## Aim:
Include in the output the line containing "172, row 664." and each subsequent line of the records, through the end, transcribed exactly. Add nothing else.

## Exercise input:
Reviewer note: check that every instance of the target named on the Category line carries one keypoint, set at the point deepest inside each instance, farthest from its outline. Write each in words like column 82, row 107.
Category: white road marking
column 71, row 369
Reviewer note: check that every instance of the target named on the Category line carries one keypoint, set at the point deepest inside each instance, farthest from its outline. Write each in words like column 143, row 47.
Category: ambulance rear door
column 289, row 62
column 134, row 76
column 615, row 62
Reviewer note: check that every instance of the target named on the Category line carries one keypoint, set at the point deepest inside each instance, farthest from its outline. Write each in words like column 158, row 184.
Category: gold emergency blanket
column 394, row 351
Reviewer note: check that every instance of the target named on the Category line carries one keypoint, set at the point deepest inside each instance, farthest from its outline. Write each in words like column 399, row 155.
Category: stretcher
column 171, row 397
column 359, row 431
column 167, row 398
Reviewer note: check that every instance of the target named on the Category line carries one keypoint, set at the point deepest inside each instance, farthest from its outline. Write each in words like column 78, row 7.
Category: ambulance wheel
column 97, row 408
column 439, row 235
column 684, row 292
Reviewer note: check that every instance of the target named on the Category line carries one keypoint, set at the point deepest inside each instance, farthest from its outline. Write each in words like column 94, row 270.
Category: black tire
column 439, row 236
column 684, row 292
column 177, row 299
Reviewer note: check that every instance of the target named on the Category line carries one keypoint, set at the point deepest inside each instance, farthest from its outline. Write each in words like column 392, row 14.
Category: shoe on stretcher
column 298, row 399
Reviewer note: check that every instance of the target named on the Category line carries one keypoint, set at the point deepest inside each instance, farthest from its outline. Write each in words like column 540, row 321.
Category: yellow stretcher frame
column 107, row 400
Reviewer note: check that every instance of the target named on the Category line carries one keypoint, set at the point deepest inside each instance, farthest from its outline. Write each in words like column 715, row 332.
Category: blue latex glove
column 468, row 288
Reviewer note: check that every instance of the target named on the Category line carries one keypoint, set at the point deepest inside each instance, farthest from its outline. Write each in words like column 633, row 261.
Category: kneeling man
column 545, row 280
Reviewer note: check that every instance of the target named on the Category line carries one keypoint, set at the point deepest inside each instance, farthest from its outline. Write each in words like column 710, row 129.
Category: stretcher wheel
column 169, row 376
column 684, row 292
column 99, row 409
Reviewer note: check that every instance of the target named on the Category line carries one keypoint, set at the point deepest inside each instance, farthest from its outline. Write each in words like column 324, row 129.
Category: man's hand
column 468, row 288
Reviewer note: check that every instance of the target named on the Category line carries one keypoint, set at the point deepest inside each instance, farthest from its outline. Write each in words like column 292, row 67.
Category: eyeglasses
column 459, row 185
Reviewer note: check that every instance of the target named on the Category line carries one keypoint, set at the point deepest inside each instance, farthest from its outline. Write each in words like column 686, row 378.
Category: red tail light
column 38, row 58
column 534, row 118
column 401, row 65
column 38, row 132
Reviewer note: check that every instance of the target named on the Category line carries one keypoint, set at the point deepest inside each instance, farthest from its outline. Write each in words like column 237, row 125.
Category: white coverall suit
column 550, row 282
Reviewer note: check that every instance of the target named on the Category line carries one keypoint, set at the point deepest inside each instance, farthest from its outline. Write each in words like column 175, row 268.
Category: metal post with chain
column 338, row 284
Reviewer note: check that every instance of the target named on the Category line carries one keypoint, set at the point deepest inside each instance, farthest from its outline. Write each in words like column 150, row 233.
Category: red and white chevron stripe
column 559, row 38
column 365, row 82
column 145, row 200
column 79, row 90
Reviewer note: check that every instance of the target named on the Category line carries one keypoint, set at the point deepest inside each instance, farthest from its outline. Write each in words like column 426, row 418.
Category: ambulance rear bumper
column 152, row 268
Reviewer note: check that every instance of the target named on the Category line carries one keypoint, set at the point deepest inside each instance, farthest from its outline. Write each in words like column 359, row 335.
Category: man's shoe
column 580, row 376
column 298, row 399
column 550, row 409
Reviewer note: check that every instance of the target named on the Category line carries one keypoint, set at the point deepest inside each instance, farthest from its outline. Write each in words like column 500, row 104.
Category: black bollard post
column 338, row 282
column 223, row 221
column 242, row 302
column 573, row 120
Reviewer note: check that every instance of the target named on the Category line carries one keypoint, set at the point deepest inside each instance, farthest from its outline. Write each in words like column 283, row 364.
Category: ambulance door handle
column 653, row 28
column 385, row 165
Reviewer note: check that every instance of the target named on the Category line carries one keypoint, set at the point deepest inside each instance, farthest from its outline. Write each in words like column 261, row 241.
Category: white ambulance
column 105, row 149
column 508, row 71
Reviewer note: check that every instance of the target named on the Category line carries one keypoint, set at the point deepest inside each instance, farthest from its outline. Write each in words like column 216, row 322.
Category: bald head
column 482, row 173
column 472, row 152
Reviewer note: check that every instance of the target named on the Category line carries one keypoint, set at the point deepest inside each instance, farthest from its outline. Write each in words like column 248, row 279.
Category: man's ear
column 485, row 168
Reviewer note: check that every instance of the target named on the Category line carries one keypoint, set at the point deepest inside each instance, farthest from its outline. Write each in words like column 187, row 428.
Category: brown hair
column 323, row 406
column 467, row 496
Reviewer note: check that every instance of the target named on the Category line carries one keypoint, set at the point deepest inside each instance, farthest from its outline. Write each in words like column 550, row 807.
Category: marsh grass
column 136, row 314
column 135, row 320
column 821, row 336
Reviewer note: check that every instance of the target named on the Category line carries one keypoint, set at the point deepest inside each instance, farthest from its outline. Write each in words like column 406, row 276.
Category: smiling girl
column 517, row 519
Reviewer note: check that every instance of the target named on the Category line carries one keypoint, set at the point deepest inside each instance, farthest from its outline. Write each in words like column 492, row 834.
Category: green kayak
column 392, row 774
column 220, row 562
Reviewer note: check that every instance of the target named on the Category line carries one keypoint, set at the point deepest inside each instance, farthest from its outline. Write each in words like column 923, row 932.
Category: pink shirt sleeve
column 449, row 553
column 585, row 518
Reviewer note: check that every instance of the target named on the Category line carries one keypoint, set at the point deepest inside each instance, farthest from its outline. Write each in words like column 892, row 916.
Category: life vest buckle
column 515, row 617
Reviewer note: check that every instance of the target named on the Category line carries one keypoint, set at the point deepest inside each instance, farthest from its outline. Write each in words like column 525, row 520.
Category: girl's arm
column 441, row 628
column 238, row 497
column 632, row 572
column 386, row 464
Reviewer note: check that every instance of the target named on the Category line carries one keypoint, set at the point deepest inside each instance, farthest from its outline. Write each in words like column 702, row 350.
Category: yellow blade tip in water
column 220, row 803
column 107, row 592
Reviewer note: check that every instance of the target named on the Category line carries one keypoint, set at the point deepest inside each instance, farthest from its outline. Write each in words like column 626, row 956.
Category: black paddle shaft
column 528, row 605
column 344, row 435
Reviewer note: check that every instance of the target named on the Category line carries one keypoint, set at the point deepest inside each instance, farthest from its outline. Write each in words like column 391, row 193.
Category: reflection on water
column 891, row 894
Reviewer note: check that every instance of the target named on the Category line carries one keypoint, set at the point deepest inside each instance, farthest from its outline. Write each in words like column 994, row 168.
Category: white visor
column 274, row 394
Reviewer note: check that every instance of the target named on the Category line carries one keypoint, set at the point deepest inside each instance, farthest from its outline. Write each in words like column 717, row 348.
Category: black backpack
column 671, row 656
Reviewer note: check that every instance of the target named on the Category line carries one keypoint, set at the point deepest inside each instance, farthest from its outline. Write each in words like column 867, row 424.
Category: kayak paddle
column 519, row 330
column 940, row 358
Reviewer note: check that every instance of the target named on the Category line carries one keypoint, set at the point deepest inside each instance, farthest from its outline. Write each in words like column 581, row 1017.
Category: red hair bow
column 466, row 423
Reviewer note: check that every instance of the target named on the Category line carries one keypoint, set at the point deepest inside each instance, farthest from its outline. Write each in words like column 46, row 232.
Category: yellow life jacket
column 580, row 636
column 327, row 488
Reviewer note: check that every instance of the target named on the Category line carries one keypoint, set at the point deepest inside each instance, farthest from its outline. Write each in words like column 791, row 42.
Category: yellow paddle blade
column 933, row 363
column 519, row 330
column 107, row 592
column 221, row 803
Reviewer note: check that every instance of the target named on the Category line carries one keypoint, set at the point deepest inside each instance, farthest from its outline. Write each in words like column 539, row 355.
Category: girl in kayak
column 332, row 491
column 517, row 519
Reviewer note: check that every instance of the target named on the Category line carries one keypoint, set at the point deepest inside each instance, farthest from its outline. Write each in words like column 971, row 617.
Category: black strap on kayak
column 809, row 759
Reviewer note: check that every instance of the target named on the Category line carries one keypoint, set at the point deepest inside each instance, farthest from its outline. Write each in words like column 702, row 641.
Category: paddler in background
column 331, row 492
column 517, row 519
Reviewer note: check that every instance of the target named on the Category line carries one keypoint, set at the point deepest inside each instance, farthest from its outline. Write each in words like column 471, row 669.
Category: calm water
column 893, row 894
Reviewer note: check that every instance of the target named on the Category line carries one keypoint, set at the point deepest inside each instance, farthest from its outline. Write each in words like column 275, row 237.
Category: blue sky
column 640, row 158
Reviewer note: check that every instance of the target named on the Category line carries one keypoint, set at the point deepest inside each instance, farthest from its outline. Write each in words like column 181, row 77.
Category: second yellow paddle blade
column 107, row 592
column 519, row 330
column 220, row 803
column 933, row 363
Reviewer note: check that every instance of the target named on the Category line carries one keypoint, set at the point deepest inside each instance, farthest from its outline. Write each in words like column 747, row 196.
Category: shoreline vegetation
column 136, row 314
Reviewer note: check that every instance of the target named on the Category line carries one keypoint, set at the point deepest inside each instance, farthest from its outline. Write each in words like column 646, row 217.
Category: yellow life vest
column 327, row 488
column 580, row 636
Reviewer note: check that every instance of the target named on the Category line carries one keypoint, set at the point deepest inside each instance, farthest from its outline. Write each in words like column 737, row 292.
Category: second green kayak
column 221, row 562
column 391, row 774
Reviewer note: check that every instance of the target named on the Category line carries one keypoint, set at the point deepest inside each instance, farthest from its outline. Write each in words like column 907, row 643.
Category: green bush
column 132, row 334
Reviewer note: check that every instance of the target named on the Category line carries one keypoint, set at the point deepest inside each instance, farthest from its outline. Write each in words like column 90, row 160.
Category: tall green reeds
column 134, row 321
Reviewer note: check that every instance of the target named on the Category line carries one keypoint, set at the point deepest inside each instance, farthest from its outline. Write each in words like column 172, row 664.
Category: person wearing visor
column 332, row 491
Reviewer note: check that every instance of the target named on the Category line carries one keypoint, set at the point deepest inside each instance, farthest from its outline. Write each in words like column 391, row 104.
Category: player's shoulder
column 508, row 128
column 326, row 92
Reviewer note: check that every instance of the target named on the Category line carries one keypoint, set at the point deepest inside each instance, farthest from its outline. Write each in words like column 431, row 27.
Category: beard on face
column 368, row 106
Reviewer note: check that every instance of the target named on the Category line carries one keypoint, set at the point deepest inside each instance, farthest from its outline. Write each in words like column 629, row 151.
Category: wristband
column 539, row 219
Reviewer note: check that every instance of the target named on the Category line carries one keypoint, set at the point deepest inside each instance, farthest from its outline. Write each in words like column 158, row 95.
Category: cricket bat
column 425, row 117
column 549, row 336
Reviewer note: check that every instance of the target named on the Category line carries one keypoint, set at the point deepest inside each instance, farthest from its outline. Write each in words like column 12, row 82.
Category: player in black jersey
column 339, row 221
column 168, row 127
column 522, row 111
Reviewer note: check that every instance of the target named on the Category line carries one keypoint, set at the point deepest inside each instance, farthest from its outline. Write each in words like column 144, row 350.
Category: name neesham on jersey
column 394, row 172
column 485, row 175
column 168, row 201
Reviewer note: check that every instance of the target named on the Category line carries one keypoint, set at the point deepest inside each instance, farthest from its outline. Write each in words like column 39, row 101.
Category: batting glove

## Finished answer:
Reviewer note: check that every instance of the target named on the Category line carries one keypoint, set at the point deepest inside each instance, farthest from its outline. Write each in words like column 172, row 664.
Category: person wearing visor
column 332, row 491
Reviewer note: check that every instance of the target named on the Category line carries one keypoint, set at the point deepest inside each instance, farthest from its outline. Write each in words like column 391, row 104.
Category: player's shoulder
column 508, row 128
column 326, row 92
Reviewer note: check that every instance of the target named on the Category line carries one keypoint, set at the point deepest inside each instance, farthest from its outline. Write each in words like column 431, row 27.
Category: beard on face
column 368, row 106
Reviewer note: check that every instance of the target named on the Category line carries one keypoint, set at the point deepest inside each instance, farthest from its outline. Write each in words like column 629, row 151.
Category: wristband
column 539, row 219
Reviewer note: check that every instance of the target named on the Category line carries one keypoint, set at the point deepest inside each instance, farthest from its outline. Write each in words like column 158, row 95.
Category: cricket bat
column 425, row 117
column 549, row 336
Reviewer note: check that every instance of the target named on the Category line carries one keypoint, set at the point deepest inside each instance, farthest from its outline. Write each in words like column 12, row 82.
Category: player in black jersey
column 339, row 221
column 168, row 127
column 522, row 111
Reviewer note: check that every instance of the target named on the Category line carries one keypoint, set at the point deepest inside each instance, farthest from its outline. Write each in words like column 144, row 350.
Category: name neesham on jersey
column 394, row 172
column 485, row 175
column 168, row 201
Reviewer note: check that every instance of the target named on the Category line carries one keypoint, set at the point deepest inside each instance, farthest from its outline. Write each in words like column 39, row 101.
Category: batting glove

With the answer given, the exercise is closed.